# [Task]
Output the line containing "Can you find the black backpack?" and all subsequent lines of the listing below, copied exactly, with no other lines.

++++++++++

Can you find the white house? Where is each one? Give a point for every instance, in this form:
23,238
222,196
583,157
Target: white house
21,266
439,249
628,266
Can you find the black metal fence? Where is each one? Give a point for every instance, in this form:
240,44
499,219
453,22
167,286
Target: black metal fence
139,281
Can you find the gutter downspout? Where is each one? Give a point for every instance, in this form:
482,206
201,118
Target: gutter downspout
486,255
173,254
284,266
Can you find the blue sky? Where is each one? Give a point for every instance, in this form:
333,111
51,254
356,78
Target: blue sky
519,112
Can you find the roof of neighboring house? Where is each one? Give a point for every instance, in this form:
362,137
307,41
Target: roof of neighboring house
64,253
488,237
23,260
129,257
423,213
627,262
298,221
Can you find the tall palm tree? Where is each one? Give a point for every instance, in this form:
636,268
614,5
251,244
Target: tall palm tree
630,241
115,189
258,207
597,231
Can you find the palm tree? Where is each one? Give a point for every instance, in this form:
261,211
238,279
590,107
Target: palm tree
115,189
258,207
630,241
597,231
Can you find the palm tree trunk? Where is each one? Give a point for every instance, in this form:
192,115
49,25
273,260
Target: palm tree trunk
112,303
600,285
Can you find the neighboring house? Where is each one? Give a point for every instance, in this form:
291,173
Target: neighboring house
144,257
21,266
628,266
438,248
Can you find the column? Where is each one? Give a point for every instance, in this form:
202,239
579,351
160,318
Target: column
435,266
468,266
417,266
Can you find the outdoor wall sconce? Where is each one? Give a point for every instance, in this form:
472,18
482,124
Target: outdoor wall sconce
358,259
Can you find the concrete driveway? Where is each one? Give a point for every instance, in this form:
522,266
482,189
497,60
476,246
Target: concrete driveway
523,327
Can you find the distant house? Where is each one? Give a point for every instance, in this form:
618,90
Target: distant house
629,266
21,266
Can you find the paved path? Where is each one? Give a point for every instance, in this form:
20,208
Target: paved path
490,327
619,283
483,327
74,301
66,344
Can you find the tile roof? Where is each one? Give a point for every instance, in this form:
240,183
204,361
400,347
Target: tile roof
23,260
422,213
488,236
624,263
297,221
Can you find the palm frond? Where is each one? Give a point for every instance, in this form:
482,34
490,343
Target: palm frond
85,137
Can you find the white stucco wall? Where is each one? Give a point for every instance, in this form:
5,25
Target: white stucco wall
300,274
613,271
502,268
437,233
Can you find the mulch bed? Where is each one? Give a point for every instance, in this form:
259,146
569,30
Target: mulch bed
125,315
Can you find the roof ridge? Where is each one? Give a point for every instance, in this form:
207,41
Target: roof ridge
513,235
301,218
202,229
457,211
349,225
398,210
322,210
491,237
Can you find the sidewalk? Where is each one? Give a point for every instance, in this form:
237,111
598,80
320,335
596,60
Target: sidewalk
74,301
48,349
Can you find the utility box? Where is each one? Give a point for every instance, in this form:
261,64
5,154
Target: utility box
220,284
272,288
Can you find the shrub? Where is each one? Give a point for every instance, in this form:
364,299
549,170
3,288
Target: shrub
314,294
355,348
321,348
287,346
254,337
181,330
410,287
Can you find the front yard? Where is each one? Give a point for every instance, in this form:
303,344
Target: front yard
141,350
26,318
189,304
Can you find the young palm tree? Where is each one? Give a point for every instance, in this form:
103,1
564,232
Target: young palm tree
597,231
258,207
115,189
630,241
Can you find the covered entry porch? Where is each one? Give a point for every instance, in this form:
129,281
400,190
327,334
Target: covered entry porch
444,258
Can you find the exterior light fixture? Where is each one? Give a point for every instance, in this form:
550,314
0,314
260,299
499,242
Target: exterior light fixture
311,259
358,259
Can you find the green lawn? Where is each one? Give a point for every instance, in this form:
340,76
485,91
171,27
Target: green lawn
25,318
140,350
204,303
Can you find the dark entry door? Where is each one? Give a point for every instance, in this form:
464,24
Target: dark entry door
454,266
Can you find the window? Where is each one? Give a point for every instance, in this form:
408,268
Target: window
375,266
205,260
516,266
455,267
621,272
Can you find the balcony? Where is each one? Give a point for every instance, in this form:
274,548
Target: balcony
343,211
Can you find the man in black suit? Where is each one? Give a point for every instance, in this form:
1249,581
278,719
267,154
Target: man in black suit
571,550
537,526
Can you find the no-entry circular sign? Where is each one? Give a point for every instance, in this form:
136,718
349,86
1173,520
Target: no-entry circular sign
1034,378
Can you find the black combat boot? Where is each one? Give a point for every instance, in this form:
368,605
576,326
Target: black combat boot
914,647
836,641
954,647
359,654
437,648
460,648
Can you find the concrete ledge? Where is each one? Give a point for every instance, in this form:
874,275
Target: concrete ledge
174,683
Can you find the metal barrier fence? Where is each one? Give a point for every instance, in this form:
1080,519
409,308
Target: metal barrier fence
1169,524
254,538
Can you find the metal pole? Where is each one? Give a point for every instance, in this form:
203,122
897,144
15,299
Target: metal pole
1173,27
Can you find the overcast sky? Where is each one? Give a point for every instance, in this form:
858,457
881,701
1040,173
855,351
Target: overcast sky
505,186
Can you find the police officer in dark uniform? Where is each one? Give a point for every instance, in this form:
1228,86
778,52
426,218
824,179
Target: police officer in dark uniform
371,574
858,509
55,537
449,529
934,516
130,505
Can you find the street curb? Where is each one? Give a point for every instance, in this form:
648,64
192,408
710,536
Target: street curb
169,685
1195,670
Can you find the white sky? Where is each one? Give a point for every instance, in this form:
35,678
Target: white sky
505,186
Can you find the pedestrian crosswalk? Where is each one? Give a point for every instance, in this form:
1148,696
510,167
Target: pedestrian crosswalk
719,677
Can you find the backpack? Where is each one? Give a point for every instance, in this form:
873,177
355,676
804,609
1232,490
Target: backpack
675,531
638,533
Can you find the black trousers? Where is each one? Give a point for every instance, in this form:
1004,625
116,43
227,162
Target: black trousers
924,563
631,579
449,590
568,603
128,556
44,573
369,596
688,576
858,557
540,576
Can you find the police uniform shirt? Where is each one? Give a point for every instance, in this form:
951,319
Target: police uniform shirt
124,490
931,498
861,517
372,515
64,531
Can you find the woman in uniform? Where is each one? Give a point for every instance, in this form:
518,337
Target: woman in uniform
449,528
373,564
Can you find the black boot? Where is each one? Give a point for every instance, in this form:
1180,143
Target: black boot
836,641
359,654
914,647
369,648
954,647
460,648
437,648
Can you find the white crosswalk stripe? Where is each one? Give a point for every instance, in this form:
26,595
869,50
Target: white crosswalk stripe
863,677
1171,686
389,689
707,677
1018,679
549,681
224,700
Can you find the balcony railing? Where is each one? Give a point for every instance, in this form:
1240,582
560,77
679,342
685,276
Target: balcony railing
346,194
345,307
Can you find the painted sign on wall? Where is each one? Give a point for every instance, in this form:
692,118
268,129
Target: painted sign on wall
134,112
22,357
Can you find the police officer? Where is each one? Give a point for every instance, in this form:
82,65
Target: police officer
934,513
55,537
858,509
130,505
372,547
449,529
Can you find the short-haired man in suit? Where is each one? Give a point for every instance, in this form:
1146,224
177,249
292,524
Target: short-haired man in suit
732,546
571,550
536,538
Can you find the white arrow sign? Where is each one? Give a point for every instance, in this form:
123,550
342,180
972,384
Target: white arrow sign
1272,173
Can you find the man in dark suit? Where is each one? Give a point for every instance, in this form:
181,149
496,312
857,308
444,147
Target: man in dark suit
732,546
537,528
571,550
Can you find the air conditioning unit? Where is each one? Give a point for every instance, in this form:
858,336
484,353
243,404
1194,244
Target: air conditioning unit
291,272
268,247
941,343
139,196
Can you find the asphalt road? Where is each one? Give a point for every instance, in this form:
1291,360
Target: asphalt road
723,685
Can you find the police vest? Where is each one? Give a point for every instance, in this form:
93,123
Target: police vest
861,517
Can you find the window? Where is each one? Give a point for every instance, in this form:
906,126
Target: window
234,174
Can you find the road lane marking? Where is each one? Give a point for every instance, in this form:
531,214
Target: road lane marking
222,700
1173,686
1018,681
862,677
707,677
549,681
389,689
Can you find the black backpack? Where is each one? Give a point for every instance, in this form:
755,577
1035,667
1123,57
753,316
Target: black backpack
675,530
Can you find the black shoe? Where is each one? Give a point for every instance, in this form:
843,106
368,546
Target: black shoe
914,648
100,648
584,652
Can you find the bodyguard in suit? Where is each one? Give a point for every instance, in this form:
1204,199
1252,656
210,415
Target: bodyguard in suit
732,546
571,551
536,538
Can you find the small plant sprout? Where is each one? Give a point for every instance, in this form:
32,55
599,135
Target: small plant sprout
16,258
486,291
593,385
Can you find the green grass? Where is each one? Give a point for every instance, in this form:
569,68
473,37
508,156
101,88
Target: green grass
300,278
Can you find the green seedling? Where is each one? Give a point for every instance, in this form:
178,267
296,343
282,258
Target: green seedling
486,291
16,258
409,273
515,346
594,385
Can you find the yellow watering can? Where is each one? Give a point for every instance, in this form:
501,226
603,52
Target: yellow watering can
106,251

++++++++++

# [Task solution]
Can you find the black backpack? Where is each one? Give a point for every instance, in this form:
755,577
1035,667
1123,57
753,316
Target: black backpack
675,530
Can you find the black shoe? Where is each one? Give a point for every instance, in this form:
843,106
368,546
Target: black shoe
914,648
100,648
584,652
Can you find the bodyguard in suit? Where is each one? Give a point for every instance, in this form:
1204,199
1252,656
210,415
Target: bodyguard in suit
732,546
571,551
536,538
Can you find the small plant sprout? Where is each one? Give a point for every instance, in this form:
32,55
599,135
Target: small plant sprout
16,258
486,291
593,385
Can you find the green grass? Where is each one? Give a point for every instance, in this form:
569,68
473,37
508,156
101,88
Target: green grass
300,278
Can you find the green seedling? Where is each one? Give a point for every instance, in this form:
178,267
296,343
282,258
Target: green seedling
486,291
16,258
409,273
515,346
594,385
Can you find the yellow watering can? Where is each one? Give a point for every instance, in this form:
501,226
603,52
Target: yellow watering can
106,251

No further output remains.